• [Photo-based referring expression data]
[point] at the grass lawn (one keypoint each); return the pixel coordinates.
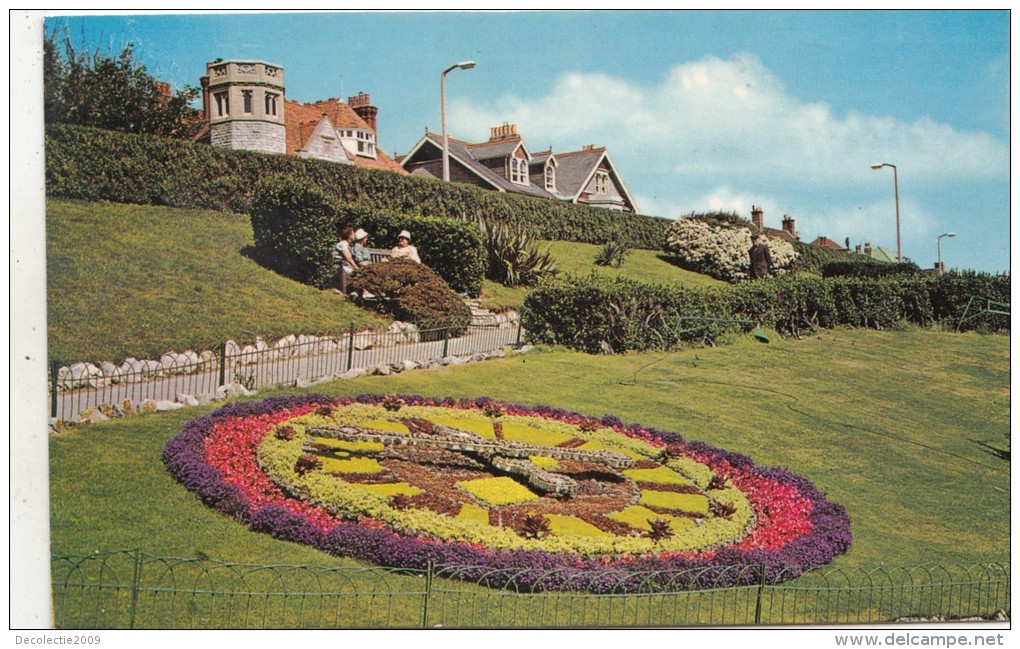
(137, 281)
(900, 428)
(578, 259)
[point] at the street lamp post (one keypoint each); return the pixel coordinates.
(938, 243)
(446, 137)
(896, 188)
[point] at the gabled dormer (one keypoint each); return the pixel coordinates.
(543, 170)
(505, 154)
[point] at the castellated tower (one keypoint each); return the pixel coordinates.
(244, 104)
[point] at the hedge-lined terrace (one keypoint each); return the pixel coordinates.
(94, 164)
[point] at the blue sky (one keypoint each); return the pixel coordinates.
(700, 110)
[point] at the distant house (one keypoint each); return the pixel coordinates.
(878, 253)
(504, 163)
(788, 231)
(244, 108)
(825, 242)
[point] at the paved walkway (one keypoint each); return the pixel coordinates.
(299, 365)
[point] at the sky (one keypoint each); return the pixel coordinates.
(699, 110)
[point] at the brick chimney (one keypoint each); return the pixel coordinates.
(758, 217)
(505, 132)
(788, 226)
(362, 104)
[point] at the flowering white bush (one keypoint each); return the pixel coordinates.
(721, 252)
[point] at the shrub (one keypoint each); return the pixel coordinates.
(514, 256)
(93, 164)
(296, 225)
(721, 251)
(860, 266)
(598, 315)
(612, 253)
(413, 293)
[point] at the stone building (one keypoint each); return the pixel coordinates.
(245, 107)
(504, 163)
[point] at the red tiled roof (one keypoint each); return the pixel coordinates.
(825, 242)
(342, 115)
(781, 234)
(301, 119)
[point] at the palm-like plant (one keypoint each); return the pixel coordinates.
(514, 255)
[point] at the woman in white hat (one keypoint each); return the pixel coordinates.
(404, 249)
(359, 250)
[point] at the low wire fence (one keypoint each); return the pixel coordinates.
(134, 590)
(79, 387)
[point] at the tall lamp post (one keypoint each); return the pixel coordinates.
(896, 188)
(938, 243)
(446, 138)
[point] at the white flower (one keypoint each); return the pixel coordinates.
(721, 252)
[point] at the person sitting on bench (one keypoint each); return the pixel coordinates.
(404, 249)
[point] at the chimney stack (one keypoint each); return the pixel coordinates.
(788, 226)
(758, 217)
(506, 132)
(362, 105)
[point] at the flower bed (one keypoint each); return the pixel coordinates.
(262, 463)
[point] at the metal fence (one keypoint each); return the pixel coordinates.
(77, 388)
(134, 590)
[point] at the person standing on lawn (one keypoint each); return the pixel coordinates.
(761, 259)
(404, 249)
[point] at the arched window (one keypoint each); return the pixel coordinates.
(518, 170)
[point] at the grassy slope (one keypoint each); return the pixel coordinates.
(888, 425)
(137, 281)
(578, 259)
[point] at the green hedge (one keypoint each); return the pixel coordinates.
(858, 266)
(296, 225)
(413, 293)
(600, 315)
(813, 258)
(95, 164)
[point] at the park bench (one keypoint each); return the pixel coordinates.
(376, 255)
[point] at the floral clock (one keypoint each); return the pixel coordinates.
(540, 497)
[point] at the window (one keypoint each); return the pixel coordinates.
(222, 104)
(518, 170)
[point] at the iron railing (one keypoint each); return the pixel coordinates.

• [What is needed] Your answer must be an exact transcription of every entry, minus the pictures.

• [Reply to the exercise]
[point] at the grass lawn (one keypoint each); return the pixel coordinates.
(137, 281)
(900, 428)
(578, 259)
[point] at the street lamp post (one keypoint each); return the pixel coordinates.
(938, 243)
(446, 137)
(896, 188)
[point] at the gabled dormer (one keypoint each); return the pixel coordinates.
(543, 170)
(505, 154)
[point] at the castellated tower (one keypoint each); return the pixel coordinates.
(244, 104)
[point] at the hedge-lined terrace (one keypoint each); return the pixel coordinates.
(94, 164)
[point] at the blue sky (one keypoint each); return the pixel coordinates.
(700, 110)
[point] at the distant house (one keypoint each); return the pixel coordinates.
(878, 253)
(504, 163)
(788, 231)
(244, 108)
(825, 242)
[point] at the paved walkway (one keypoint each); return the pixel coordinates.
(299, 365)
[point] at the sky (one keypoint each); return the pixel coordinates.
(699, 110)
[point] at the brick chimney (one keypoint each); return the pixel coordinates.
(758, 217)
(505, 132)
(788, 226)
(362, 104)
[point] at the flowering white bush (one keypoint each); return the pixel coordinates.
(721, 252)
[point] at the shrub (one keypoint each); return the pixel coordinates.
(514, 256)
(93, 164)
(296, 225)
(721, 251)
(860, 266)
(598, 315)
(612, 253)
(413, 293)
[point] at the stone building (one keypoint each); return the pixel coordinates.
(245, 107)
(504, 163)
[point] at the red tiled roof (one keypoint each); return the pixel coordinates.
(825, 242)
(342, 115)
(781, 234)
(301, 119)
[point] at the palm-like plant (one keypoint each); return the pixel coordinates.
(514, 255)
[point] at the woman in white hat (one keypoint each); return the pixel coordinates.
(404, 249)
(359, 250)
[point] at the low wire fence (one keypoint each); return the pixel coordinates.
(134, 590)
(79, 387)
[point] at the tall lamp post (one keypoint each); return the pixel coordinates.
(896, 188)
(938, 243)
(446, 138)
[point] at the white flower (one keypoint each); return the pixel coordinates.
(721, 252)
[point] at the person sitting on bench (one keypoint each); return the pixel coordinates.
(404, 249)
[point] at the chimney stack (one keypoint each); return the pixel coordinates.
(788, 226)
(758, 217)
(506, 132)
(362, 105)
[point] at the flower bed (one keypoint each); return the pixel coordinates.
(262, 463)
[point] at the metal fence (one keypoint each); return the pixel coordinates.
(77, 388)
(134, 590)
[point] at the person standing on lawn (one keypoint each); return the pixel coordinates.
(761, 259)
(404, 249)
[point] at the arched window (one keypoint each); return the pixel coordinates.
(518, 170)
[point] at the grassy slope (one keypoint each); return the pixel coordinates.
(888, 425)
(137, 281)
(578, 259)
[point] at the green hedge (one keypoint each); return the pixel coordinates.
(858, 266)
(296, 225)
(413, 293)
(600, 315)
(813, 258)
(95, 164)
[point] at the park bench (one keypoint each); return the pixel coordinates.
(376, 255)
[point] at the floral clock (one keypoint each); return the pixel coordinates.
(540, 497)
[point] at the window (one keypoint each); return the pixel coordinates.
(222, 104)
(518, 170)
[point] at the iron railing (one keypoint each); return the pixel coordinates.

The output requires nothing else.